The word "right" marks the lines to copy; find all of them in the entries below.

* **Data under study**:
——————

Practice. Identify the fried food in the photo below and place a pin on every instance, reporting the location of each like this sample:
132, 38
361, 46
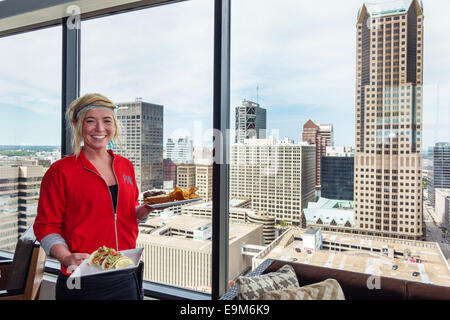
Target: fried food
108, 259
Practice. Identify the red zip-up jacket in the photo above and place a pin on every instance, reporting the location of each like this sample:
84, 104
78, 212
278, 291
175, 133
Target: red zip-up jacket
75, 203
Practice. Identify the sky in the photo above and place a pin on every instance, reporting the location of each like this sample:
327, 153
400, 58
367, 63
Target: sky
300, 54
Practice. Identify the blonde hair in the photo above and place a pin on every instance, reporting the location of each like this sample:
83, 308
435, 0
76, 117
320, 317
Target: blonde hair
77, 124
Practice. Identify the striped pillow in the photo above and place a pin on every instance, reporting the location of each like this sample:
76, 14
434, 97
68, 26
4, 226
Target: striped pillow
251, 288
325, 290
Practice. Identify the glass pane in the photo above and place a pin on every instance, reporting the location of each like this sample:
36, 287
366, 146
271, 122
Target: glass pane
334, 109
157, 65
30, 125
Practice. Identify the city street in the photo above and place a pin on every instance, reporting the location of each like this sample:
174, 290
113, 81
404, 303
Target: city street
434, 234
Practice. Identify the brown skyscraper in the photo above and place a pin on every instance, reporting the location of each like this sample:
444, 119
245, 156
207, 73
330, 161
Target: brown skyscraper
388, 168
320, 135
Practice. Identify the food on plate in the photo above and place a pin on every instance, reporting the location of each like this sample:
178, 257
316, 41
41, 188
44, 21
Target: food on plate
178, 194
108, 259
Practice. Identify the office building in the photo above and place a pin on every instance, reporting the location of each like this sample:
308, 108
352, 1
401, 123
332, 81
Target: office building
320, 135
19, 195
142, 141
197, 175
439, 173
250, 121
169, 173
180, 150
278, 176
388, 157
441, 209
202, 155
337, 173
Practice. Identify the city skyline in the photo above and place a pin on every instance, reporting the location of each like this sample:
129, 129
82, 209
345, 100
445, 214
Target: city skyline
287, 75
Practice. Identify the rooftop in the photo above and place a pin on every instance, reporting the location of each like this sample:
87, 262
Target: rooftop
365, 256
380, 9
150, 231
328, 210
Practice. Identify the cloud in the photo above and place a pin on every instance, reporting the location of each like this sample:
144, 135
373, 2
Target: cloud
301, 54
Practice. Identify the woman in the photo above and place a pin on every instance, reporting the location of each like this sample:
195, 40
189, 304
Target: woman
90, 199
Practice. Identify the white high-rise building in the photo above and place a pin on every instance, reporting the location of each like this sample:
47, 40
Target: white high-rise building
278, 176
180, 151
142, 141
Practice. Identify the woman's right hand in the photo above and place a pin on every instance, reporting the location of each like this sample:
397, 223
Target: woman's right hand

——————

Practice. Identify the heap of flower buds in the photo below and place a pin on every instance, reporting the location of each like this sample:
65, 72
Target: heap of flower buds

——————

* **Response**:
Practice. Identify the woman's right hand in the photo above and place a pin on every instance, reporting the location of each like this sample:
Target: woman's right hand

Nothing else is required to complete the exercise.